_Instruction_
In the passage on rainfall patterns in Malaysia, what weight does Pearson correlation give to each pair of observations?

_Passage shown_
__________

A key characteristic of Pearson correlation is it gives equal weight to each pair of the observations. 

In analyzing the features of rainfall pattern in Malaysia, the focal principal is that the daily rainfall is 
normally inherently skewed the right. This is reflected by how the data has high tendency to be skewed 
towards higher and only positive values. Consequently, affected observations are distinguished as outlying. 
Pearson correlation progressively reduces its advantages in significantly skewed distributions [8]. It would 
lower the discriminatory power due to the fact that outliers undoubtedly stick out in one observation, causing 
the information in an observation to be weakened [9]. Therefore, Pearson correlation might not be suitably 
applicable since the weight for each days are unequal, seeing how it is interconnected with the clustering 
result in highlighting the rainfall patterns. Cluster analysis has been developed to subdivide observations of 
similar patterns and dissimilar patterns accordingly into different clusters. Typically, classical clustering 
techniques in climate data apply the algorithms to either the rows or the columns within time or space 
domains of the data matrix separately [10-14]. In time-clustering techniques, segments of time are detected 
where the values of the time series are similar to each other [15]. Also, classical clustering technique 
typically divides the database of rainfall patterns into clusters with the assumption that every rainfall pattern 
belongs to only one specific cluster. This implies that the members of each cluster are exclusive and 
exhaustive to one and only one cluster. However, in practice, this is rarely true.

__________

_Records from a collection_
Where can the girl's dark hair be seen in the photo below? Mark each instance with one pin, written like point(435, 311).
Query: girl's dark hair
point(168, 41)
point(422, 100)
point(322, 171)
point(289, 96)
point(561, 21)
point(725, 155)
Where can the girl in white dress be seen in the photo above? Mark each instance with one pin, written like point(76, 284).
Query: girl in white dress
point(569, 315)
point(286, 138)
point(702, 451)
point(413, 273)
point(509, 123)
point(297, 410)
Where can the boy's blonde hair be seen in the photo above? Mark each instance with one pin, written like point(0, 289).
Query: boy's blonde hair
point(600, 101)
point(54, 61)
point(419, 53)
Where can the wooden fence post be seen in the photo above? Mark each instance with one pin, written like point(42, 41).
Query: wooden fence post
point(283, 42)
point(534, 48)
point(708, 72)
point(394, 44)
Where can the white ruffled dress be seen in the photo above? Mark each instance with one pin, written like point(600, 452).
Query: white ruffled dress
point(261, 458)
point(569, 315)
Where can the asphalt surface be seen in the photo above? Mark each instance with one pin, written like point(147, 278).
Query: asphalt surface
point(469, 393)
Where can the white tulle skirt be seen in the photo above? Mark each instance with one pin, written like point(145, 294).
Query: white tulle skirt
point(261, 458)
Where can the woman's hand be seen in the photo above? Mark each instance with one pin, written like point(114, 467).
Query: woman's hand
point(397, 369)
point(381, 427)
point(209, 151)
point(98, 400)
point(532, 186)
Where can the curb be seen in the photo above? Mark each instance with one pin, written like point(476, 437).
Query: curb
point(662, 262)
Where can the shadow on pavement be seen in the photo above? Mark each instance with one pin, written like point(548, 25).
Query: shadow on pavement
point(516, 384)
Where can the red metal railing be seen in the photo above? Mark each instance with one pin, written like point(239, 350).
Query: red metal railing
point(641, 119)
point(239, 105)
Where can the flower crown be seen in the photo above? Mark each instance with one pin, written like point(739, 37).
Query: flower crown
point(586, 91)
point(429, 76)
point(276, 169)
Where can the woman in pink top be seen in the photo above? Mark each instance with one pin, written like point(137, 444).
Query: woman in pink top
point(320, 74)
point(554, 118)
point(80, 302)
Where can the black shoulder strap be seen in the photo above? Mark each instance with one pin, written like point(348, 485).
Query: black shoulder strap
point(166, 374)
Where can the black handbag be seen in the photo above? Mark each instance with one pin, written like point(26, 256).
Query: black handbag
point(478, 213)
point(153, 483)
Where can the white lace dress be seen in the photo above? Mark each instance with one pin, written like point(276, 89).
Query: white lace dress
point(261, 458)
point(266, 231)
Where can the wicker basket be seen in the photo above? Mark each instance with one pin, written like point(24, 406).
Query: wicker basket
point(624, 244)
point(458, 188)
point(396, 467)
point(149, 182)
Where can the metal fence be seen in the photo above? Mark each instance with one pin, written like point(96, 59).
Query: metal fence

__________

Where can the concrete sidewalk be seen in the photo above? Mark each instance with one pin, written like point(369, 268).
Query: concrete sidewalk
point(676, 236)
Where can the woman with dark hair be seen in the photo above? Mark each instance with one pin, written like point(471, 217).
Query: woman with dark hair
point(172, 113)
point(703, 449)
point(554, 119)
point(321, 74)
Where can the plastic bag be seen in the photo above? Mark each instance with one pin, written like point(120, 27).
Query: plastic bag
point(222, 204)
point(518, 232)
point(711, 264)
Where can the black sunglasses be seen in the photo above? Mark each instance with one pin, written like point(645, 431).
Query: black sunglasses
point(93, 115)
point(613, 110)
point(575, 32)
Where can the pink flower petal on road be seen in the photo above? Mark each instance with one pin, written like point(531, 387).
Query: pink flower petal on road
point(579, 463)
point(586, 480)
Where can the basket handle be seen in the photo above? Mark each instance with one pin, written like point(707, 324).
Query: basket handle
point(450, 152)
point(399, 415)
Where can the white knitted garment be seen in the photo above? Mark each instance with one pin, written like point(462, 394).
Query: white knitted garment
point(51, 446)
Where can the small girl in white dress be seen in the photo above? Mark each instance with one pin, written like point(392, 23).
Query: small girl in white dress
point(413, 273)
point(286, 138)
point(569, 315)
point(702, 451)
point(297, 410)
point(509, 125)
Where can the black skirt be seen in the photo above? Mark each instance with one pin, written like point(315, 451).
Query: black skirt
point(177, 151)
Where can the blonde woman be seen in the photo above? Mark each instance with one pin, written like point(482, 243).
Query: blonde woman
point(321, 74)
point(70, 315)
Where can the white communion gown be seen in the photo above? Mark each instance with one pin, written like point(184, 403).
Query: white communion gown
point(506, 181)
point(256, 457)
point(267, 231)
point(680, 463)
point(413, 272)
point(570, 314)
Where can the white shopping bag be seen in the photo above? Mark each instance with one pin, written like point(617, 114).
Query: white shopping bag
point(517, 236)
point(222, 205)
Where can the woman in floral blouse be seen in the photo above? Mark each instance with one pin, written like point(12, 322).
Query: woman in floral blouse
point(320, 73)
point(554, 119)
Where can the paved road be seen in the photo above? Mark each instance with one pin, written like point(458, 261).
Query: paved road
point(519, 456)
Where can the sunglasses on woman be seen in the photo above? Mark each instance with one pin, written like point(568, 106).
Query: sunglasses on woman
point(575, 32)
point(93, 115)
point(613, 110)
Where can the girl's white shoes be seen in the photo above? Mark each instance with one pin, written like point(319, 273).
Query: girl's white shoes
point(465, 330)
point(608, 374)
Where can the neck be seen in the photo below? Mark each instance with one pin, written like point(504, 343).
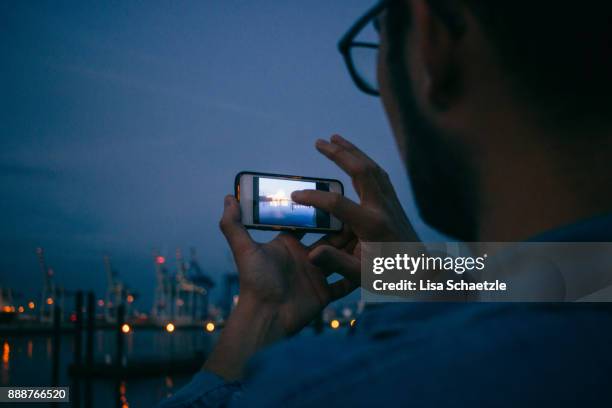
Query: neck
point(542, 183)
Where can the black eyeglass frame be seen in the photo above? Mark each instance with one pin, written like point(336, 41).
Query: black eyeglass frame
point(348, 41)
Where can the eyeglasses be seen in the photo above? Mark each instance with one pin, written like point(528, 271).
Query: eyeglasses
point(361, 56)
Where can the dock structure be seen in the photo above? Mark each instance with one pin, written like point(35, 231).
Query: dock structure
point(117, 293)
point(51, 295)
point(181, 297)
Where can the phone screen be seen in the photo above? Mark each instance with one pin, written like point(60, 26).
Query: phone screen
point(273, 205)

__________

_Full response_
Equal weight.